Have you ever wanted to drop a bad habit, make healthier choices, or aim for a new life goal, but you felt held back by past failures? And those failures made you feel like it wasn’t worth even trying?

Ugh, that feeling is the worst. You’re hit with that initial excitement and motivation to go do/experience this thing! And then soon after, you get a feeling of almost dread. Because you look back at how these things have worked out for you in the past, and you realize that you haven’t succeeded at them yet.

Defining yourself by your past failures or past mistakes is human nature. But it’s also a mindset that keeps you from enjoying your life. It stops you from doing the things you truly want to do. Because you’re discouraged before you even begin! When you’re learning how to enjoy your life, you gotta give yourself a clean slate AND permission to screw up without judgement.

Examples of defining yourself by your past

  • Putting off your new healthy eating plan because you’ve been struggling to drop 10 pounds for the last year.

——————

» Assignment 1: Reproduce the part of the post on past failures between "Ugh, that feeling" and "up without judgement.", inclusive.
» Assignment 2: In the post on past failures, what two things does the writer say you have to give yourself when you're learning how to enjoy your life?
» Assignment 3: Resume the post about defining yourself by past failures, starting after its last line.

» Data section:
——————

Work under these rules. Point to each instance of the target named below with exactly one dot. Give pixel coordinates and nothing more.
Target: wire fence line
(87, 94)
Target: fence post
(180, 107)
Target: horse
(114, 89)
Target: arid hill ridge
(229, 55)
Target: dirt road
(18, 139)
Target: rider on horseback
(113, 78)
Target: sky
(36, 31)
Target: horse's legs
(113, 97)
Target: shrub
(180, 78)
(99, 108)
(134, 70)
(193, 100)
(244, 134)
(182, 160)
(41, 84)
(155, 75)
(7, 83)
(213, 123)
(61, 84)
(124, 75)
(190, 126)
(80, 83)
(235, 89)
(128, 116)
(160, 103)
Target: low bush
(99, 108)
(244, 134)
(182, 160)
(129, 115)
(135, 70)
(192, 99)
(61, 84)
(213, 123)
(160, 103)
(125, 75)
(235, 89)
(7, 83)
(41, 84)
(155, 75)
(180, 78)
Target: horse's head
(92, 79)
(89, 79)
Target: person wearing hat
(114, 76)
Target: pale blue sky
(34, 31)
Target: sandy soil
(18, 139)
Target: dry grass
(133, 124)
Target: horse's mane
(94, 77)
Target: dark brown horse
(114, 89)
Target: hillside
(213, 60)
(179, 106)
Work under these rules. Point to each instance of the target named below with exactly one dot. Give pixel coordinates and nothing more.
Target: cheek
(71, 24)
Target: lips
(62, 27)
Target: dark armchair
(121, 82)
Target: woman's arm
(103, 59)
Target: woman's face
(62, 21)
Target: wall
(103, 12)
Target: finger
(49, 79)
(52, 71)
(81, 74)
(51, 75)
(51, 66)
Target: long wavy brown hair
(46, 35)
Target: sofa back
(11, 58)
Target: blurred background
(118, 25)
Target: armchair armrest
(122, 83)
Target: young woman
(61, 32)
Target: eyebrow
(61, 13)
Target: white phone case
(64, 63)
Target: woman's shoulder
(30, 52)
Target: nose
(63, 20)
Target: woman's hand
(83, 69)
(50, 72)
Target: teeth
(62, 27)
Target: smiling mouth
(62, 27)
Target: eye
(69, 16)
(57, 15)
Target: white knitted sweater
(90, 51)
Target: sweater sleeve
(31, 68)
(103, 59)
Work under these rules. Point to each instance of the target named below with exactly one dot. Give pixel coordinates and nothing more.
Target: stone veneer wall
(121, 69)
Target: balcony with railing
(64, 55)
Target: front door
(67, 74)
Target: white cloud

——————

» Expected answer 1:
Ugh, that feeling is the worst. You’re hit with that initial excitement and motivation to go do/experience this thing! And then soon after, you get a feeling of almost dread. Because you look back at how these things have worked out for you in the past, and you realize that you haven’t succeeded at them yet.

Defining yourself by your past failures or past mistakes is human nature. But it’s also a mindset that keeps you from enjoying your life. It stops you from doing the things you truly want to do. Because you’re discouraged before you even begin! When you’re learning how to enjoy your life, you gotta give yourself a clean slate AND permission to screw up without judgement.

» Expected answer 2: A clean slate and permission to screw up without judgement.

» Expected answer 3:
  • Turning down a new potentially amazing relationship because of past failed relationships.
  • Not starting your own business because you’ve tried that in the past but couldn’t make a profit.
  • Not saving money for a fun trip because you have a habit of not being thrifty.
  • Continuing to drink too much alcohol because you’ve failed to limit yourself in the past.
  • Allowing your bad behaviors to continue because “you’ve always been like this.”
  • Not going out with new friends because your past friendships have let you down.

Healthy mindset shift: It’s okay–and healthy!– to acknowledge your past failures or shortcomings. You don’t have to pretend they didn’t happen. But, you can shift your mindset. Make the decision that every second of your existence is another opportunity to grow and make changes.

One of my top tips for how to enjoy your life is this. Decide that your past failures won’t define who you are or your likelihood to succeed today. They are simply guides for how to improve.

Toxic Mindset 2: Playing the comparison game

Few things can seep the joy out of every experience and moment than comparison. And yes, you’ve probably heard about a million times that comparison isn’t helpful. But it’s something that we all do so naturally that it’s worth another friendly reminder that–Hey girl. Ya gotta quit that!

Whether it’s comparing your journey of personal or spiritual growth to someone else, wishing your vacation looked more like your co-worker’s, or comparing your pretty to another woman’s pretty, it’s all going to steal your joy.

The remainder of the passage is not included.